## Required action
Go through the data below and retype all of it exactly.

======== Provided information

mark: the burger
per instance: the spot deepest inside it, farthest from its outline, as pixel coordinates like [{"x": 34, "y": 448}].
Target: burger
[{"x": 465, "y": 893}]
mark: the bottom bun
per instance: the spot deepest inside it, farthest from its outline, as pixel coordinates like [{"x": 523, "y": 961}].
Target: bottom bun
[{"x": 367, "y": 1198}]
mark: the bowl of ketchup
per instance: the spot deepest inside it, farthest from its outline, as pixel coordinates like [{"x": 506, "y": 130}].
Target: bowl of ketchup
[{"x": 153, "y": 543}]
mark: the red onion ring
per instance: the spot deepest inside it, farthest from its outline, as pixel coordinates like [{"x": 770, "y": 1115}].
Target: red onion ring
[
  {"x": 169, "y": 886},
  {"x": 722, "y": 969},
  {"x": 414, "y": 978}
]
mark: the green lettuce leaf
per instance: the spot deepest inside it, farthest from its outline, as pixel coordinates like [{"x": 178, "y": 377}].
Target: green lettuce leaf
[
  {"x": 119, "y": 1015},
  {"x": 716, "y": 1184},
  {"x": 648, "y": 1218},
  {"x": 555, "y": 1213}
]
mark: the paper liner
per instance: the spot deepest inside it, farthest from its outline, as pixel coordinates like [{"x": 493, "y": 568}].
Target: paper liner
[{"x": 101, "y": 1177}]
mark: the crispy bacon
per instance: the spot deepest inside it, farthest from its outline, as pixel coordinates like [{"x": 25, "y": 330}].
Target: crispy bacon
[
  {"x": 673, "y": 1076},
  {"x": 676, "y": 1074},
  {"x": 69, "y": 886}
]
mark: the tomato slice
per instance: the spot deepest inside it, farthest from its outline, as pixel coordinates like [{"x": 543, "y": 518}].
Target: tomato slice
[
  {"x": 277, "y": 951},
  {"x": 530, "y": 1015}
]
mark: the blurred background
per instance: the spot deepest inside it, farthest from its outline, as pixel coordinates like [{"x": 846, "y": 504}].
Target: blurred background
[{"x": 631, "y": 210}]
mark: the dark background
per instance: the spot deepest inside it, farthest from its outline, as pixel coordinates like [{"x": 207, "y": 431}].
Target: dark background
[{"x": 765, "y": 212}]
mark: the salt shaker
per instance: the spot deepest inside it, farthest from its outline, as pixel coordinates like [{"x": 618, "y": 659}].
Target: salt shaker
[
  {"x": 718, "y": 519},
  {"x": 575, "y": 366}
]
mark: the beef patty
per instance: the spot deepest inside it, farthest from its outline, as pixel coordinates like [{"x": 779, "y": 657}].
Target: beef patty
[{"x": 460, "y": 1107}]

================

## Exercise output
mark: the burger
per instance: the spot deepest inside it, farthest from its outline, as pixel coordinates like [{"x": 34, "y": 448}].
Target: burger
[{"x": 465, "y": 893}]
mark: the bottom bun
per instance: the spot deepest inside it, farthest from its outline, as pixel coordinates like [{"x": 523, "y": 961}].
Target: bottom bun
[{"x": 367, "y": 1198}]
mark: the bowl of ketchup
per instance: the spot deepest inside it, farthest from its outline, as pixel coordinates like [{"x": 506, "y": 130}].
Target: bowl of ketchup
[{"x": 153, "y": 543}]
mark: the red onion ring
per instance: the spot deepest inside it, farthest from its outline, as pixel coordinates like [{"x": 770, "y": 1115}].
Target: red onion ring
[
  {"x": 169, "y": 886},
  {"x": 722, "y": 969},
  {"x": 414, "y": 978}
]
mark: the green lettuce leaf
per instance: the spot deepest inside it, farthest from its outline, as pixel coordinates like [{"x": 178, "y": 377}].
Target: green lettuce leaf
[
  {"x": 119, "y": 1015},
  {"x": 716, "y": 1184},
  {"x": 648, "y": 1218},
  {"x": 555, "y": 1213}
]
mark: the paper liner
per instance: the spot deepest inside it, farthest from its outline, as pixel coordinates like [{"x": 493, "y": 568}].
Target: paper liner
[{"x": 101, "y": 1177}]
mark: the crispy bacon
per instance: the spot deepest inside it, farthest from its outline, as pixel coordinates like [{"x": 25, "y": 330}].
Target: crispy bacon
[
  {"x": 673, "y": 1076},
  {"x": 676, "y": 1074},
  {"x": 69, "y": 886}
]
mark: the tomato slice
per instance: the spot deepest inside it, farthest from its outline, as pixel coordinates like [{"x": 543, "y": 518}].
Target: tomato slice
[
  {"x": 277, "y": 951},
  {"x": 530, "y": 1015}
]
mark: the blurred background
per instance: the spot deepest inside it, farthest from its outline, as pixel coordinates like [{"x": 846, "y": 504}].
Target: blurred background
[{"x": 631, "y": 210}]
mark: the dark background
per instance: the spot deepest inside it, farthest from its outline, as pixel coordinates like [{"x": 207, "y": 431}].
Target: dark background
[{"x": 765, "y": 212}]
mark: the salt shaker
per instance: the spot deepest inside it, farthest from its outline, as pixel coordinates like [{"x": 618, "y": 659}].
Target: salt shaker
[
  {"x": 718, "y": 519},
  {"x": 575, "y": 366}
]
mark: the beef patty
per instance: the spot deepest inside it, farthest from its outline, as pixel coordinates like [{"x": 779, "y": 657}].
Target: beef patty
[{"x": 460, "y": 1107}]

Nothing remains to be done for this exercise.